### How to complete this task
In the text about living with cancer and "the pathology of perfection," what diagnosis did the hematologist in Toronto give?

### Text excerpt
====================

While I was living and working in Europe, (I went to drama school, studied mime and poetry and started a successful career in Indie films culminating with Oscar nominated ‘Water’ which put me on the map internationally) I realised that what bothered me most about the glamour industry was what I term ‘the pathology of perfection’. As a student of drama, I was attracted to human behaviour in all its colours and imperfections. As Leonard Cohen says, “It’s the cracks that let the light in,” and while I love beauty and glamour, I struggled with people’s perceptions of what it means to be a part of this industry.
The age of internet and globalisation meant that while kids had access to information, they were also still vulnerable to media messaging of aspirational femininity and these unreal red carpet images, which took a full four hours of hair, makeup and styling to achieve. Instead of celebrating our individuality, we were still worshipping illusionary images. I felt so conflicted about this, especially as a girl who had gone through anorexia in pursuit of perfection. I wanted to desperately find an antidote to this unhealthy trend.
Be careful what you ask for.
I was flying high after Water’s Oscar nomination, commuting between Los Angeles and Paris, being courted by studio heads, shooting in South Africa and feeling rather chuffed about the life I had created. I was going on long meditation retreats in Dharamsala and California. Of course, I was also world class in ignoring my body’s messages and signals. I’d get extremely fatigued in the afternoon, so I changed my diet. I drank more coffee. I did everything except go to a doctor to get myself checked.
Finally, during a yoga teacher training course in Kerala, I hit a wall. After one class I stayed in savasana or corpse pose for a full hour, unable to get up off the floor. I knew something was wrong, and I couldn’t live in denial any more. A few months later I sat in a hematologist’s office in Toronto while he nervously pronounced my diagnosis: You have Multiple Myeloma. Silence. Gulp. “Would you like some water?” I asked him with a smile.
When I announced my diagnosis from the red carpet at the Toronto International Film Festival, I had put on forty pounds from steroids and developed the classic ‘moonface’. But I felt more at ease than ever before in my body and my soul. I was freeing myself of ‘the pathology of perfection’ by high-jacking a very glamourous moment to talk about something more personally meaningful to myself and all humanity: life. The possibility of fighting for your life and chronicling every moment with dignity and respect and thus putting all our other concerns into perspective. What do I care if I’m not a perfect size zero, when I’m grappling with a serious disease? I am the same person, just more invested in life. Nothing less than the threat of death does that.
And so, I chronicled my cancer journey in the Yellow Diaries. Cancer has opened an entirely new chapter in my life. Firstly, I care very deeply about demystifying cancer in India and providing an example where not only have I gotten through my treatment, but in fact I am thriving while LIVING with cancer, because of course Multiple Myeloma is considered incurable. I also have an opportunity to use my profile to promote this cause and others that are meaningful to me.
What do you care about?
What matters?
Pursue that
Forget the rest.
Cancer has freed me.
And therefore, I wear my porth a cath scar proudly in my chest like an honourable pin. I don’t mind that my body will not resemble my ‘Bombay Dyeing’ days silhouette after steroids and chemo-induced menopause. I work and offer my talents as an actor and woman even as I celebrate my forties and finding my voice and the love of my life post a stem cell transplant.
When you quest, you find an accidental power, the best sort of power with which to transform yourself and the world.
So today, make a choice. Don’t observe your wounds and cracks with any sort of regret, but instead decorate them with gold. Highlight that I am “better than new” and understand you’re more beautiful for having been broken.

====================

### Available data
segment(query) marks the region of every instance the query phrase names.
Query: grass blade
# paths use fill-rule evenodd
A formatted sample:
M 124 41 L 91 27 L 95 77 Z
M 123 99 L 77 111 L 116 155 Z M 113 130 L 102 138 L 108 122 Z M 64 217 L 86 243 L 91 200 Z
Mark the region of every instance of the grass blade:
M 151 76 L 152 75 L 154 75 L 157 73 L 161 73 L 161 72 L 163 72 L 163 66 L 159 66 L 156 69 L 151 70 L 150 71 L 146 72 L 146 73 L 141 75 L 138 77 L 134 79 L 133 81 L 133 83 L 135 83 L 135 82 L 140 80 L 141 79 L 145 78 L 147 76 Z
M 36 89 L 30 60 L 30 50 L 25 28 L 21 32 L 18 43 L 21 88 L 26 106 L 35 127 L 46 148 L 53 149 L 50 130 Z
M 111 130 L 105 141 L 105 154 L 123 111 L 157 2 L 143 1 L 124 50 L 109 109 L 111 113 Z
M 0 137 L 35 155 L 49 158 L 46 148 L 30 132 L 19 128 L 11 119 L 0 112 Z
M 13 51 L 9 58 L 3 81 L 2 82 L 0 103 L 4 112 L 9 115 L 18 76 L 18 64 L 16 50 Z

====================

### Finished task
Multiple Myeloma.